> **Extract to read**:
▼

Liberating Structures

How do you structure a meeting so that goals can be achieved and there is a resulting sense of forward movement?  How do you facilitate meetings so that communication is effective and people feel heard?  While on the one hand we have the Art of Goethean Conversation which provides guidance on preparing for and working within a meeting, I often enough experience inadequate implementation regardless of the planning and intentions of the participants.  Concrete form is as essential to a successful meeting as is a meditative and “listening” gesture during a meeting.  While I’ve participated in a couple specific forms such as Conversation Cafe, I have been interested in exploring more of the actual meeting structures that have been developed over the years, which led me to finding this website, Liberating Structures, that documents 34 (yes, 34!) different structures.  Reading through these, I find that they are suitable for strategic planning, reviews, team building, disseminating information, planning, communication, etc.  These are structures that are applicable “horizontally” to businesses, study groups, think tanks, interpersonal development, and so forth.  For example, as a software developer, I can see how many of these structures can be applied to all aspects of software development and management.  As a person also with concerns and interests in local economies, agriculture, communication, and so forth, I can also see how these structures facilitate presentations, creative thinking, action groups, and so forth.

I recommend that you take a look at the Liberating Structures website.  What follows here is a very brief summary of the different conversation structures.   In order to facilitate choosing and working with a particular structure, I’ve attempted to loosely organize them into a few different categories, though certainly there is a lot of crossover.  Here is the very short summary of these structures.

Strategic Planning

Wicked Questions

Wicked Questions illuminate the impossibly paradoxical-yet-complementary attributes embedded in transforming change efforts. Tension between espoused strategies and on-the-ground circumstances may be revealed safely.

“How is it that we are ____ and ____ simultaneously?”

Integrated Autonomy

You can move from either-or conflicts to a both-and strategies and solutions. Everyone can engage in sharper strategic thinking, mutual understanding, and collaborative action by surfacing the advantage of being more integrated and more autonomous. Attending to paradoxes generates opportunities for profound leaps in performance.

Improv Prototyping

Participants sketch out and rehearse solutions to chronic problems.

Critical Uncertainties

A diverse group can quickly test the viability of current strategies and build capacity to respond quickly to challenges. This is form of preparedness strategy-making, not a plan to be implemented as-designed but rather a capacity to actively shape the system and be equally prepared to respond to surprise. Being prepared means an increased capacity to see different futures unfolding, act in a distributed fashion, and absorb disruptions resiliently.


TRIZ clears space for innovation by inviting creative destruction, letting go of things we know (but rarely admit) limit our success. A bit of heretical thinking is encouraged. What must we stop doing to make progress on our deepest purpose?

▲

> **Information provided**:

▼

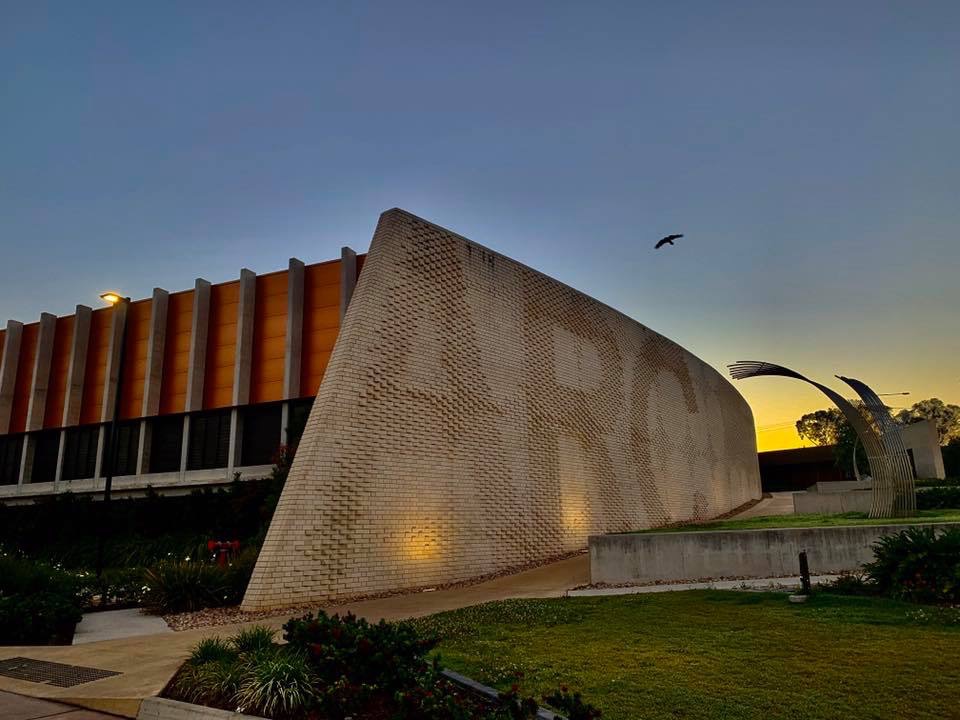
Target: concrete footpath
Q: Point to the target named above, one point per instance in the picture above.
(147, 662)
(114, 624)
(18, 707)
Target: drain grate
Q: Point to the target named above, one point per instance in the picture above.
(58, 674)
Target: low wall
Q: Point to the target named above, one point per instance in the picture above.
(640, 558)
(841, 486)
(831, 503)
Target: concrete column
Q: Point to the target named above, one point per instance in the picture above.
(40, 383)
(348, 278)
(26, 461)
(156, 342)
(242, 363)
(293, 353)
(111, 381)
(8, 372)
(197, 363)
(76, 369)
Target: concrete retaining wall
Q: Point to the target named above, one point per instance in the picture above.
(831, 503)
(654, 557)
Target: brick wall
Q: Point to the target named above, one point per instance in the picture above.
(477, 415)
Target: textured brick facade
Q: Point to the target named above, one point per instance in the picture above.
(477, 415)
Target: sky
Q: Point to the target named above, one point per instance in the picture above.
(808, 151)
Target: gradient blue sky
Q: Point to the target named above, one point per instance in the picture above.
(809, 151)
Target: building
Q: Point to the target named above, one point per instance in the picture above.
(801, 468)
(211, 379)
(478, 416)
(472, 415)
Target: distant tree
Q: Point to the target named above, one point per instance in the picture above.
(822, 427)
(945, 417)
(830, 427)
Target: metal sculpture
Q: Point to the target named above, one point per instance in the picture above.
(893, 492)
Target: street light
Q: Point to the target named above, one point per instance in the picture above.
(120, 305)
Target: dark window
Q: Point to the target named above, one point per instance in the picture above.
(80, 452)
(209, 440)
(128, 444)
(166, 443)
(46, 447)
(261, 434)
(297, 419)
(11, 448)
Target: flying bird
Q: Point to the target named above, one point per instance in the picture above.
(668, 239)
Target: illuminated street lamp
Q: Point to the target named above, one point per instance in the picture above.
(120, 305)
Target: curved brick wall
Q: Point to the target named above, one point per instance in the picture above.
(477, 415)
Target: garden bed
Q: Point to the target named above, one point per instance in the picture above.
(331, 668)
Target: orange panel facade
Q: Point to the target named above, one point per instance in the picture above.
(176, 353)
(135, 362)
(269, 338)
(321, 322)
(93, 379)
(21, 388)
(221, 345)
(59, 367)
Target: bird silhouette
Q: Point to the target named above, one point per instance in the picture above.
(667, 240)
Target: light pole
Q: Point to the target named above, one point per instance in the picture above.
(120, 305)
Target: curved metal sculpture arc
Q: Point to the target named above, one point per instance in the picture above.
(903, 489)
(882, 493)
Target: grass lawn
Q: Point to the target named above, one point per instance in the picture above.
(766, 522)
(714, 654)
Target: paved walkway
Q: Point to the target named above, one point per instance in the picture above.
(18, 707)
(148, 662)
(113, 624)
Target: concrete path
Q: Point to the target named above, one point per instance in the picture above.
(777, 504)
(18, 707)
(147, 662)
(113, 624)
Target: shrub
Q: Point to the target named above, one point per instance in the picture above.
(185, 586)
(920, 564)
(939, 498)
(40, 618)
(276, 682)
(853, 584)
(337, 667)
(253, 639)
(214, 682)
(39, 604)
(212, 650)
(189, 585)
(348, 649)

▲

> **Short task 1**: Do these statements agree with the post on Liberating Structures? For each, answer yes or no and quote the words of the post that decide it. (a) The Liberating Structures website documents 34 different structures. (b) Wicked Questions can safely reveal tension between espoused strategies and on-the-ground circumstances. (c) Critical Uncertainties yields a plan to be implemented as designed.
> **Short task 2**: Can you write out the post on Liberating Structures from "Participants sketch out" to "absorb disruptions resiliently." with every "quickly" switched to "rapidly"?

> **Task output 1**:
(a) Yes: "documents 34 (yes, 34!) different structures"
(b) Yes: "Tension between espoused strategies and on-the-ground circumstances may be revealed safely."
(c) No: "not a plan to be implemented as-designed but rather a capacity to actively shape the system"

> **Task output 2**:
Participants sketch out and rehearse solutions to chronic problems.

Critical Uncertainties

A diverse group can rapidly test the viability of current strategies and build capacity to respond rapidly to challenges. This is form of preparedness strategy-making, not a plan to be implemented as-designed but rather a capacity to actively shape the system and be equally prepared to respond to surprise. Being prepared means an increased capacity to see different futures unfolding, act in a distributed fashion, and absorb disruptions resiliently.